• [Task to carry out]: Write down every line of the material below word for word, leaving out the pictures.

• [Source data]:
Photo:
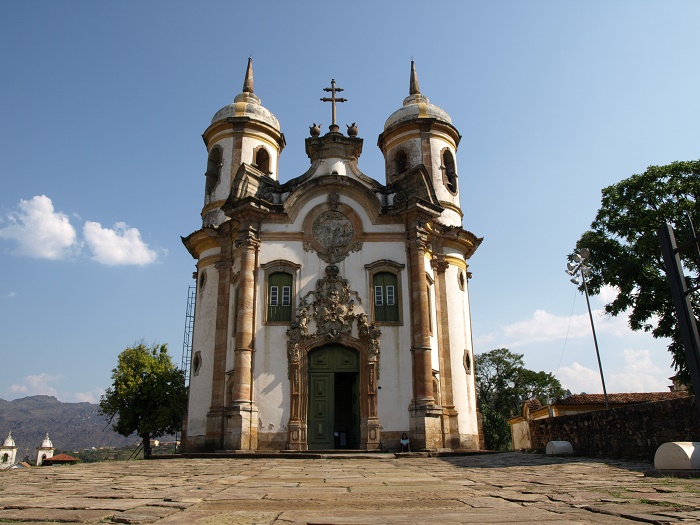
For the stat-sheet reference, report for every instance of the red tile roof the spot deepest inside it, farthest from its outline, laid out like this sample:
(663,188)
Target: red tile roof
(60,458)
(630,398)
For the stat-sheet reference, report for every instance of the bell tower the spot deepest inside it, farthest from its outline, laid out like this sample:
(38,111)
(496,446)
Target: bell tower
(422,133)
(241,133)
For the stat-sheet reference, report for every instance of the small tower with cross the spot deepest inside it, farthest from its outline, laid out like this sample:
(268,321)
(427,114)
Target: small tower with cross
(421,133)
(242,134)
(333,100)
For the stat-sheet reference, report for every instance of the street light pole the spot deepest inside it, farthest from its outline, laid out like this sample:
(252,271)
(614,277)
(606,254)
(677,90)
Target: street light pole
(580,259)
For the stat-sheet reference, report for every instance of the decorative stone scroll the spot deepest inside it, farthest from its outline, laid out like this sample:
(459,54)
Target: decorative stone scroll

• [Expected output]:
Photo:
For the stat-sheet reference, report for every instance of the red tile roof the spot deepest inside it, farthest from its outline, laid out like this sample:
(663,188)
Target: red tile roof
(60,458)
(630,398)
For the stat-sheet reference, report for every instance of the bell tower the spot deepest inside it, farthest from its outline, laid out like this sample:
(38,111)
(496,446)
Target: bell tower
(422,133)
(241,133)
For the stat-sheet reference, report for every instance of the small tower with cross the spot deepest inside it, farthest from its outline, laid out like this sample:
(268,321)
(427,114)
Target: small tower with cross
(421,133)
(242,134)
(333,100)
For the stat-sheet reference, report for every instance of the street light pole the spot deepest inside it, farthest from its outline, laid out like this sample:
(252,271)
(614,277)
(606,254)
(677,90)
Target: street light pole
(580,259)
For the stat-sheet reference, report for every instance of the decorative stone scroll the spot deepest inside it, farthest from its outline, laid out like this sample:
(459,54)
Target: decorative stone scroll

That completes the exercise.